* Task objective: Reproduce, character for character, the lines of the records running from the line containing "Find the man's" down to the line containing "291 444 L 295", with both of those lines included.

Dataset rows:
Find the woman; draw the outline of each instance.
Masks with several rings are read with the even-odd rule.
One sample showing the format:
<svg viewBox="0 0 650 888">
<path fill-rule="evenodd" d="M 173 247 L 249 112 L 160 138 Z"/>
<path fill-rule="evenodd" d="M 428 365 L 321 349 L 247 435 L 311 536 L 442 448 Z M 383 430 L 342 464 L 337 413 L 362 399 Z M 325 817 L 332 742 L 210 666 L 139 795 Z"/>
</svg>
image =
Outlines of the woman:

==

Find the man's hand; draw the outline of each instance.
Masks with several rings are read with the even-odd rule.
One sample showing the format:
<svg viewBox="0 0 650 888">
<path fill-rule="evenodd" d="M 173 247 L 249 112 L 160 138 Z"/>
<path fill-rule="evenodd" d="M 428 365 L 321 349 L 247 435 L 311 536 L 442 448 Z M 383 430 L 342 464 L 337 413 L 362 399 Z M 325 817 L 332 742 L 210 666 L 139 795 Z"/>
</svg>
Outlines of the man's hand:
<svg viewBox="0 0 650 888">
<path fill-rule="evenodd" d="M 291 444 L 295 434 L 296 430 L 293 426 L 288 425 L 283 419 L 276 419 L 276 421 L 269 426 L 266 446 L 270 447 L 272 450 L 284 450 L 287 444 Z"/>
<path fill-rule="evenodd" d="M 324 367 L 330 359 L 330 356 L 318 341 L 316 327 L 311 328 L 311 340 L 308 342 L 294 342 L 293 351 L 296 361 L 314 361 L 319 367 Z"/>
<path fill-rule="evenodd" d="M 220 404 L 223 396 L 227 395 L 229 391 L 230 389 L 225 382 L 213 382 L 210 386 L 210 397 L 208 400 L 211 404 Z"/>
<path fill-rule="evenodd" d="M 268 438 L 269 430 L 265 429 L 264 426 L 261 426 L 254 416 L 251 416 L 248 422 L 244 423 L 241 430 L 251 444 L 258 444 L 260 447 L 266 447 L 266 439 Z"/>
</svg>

* Reply:
Find the man's hand; draw the outline of each instance.
Masks with several rings are read with the even-odd rule.
One sample showing the format:
<svg viewBox="0 0 650 888">
<path fill-rule="evenodd" d="M 173 247 L 249 112 L 160 138 Z"/>
<path fill-rule="evenodd" d="M 428 365 L 321 349 L 247 435 L 311 536 L 442 448 Z M 383 430 L 342 464 L 337 413 L 362 399 Z M 325 817 L 332 742 L 210 666 L 139 795 Z"/>
</svg>
Outlines of the man's hand:
<svg viewBox="0 0 650 888">
<path fill-rule="evenodd" d="M 291 444 L 295 434 L 296 430 L 293 426 L 288 425 L 283 419 L 276 419 L 276 421 L 269 426 L 266 446 L 270 447 L 272 450 L 284 450 L 287 444 Z"/>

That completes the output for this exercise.